Data for this task start

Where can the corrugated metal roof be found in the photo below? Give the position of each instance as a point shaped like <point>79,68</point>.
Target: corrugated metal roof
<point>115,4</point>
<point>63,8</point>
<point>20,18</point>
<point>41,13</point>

Data for this task end

Exercise -> Reproduce the data above line for line, changing nothing.

Task answer ->
Where can the corrugated metal roof be found in the photo below? Give the position of each instance as a point shaped like <point>79,68</point>.
Target: corrugated metal roof
<point>115,4</point>
<point>63,8</point>
<point>20,18</point>
<point>41,13</point>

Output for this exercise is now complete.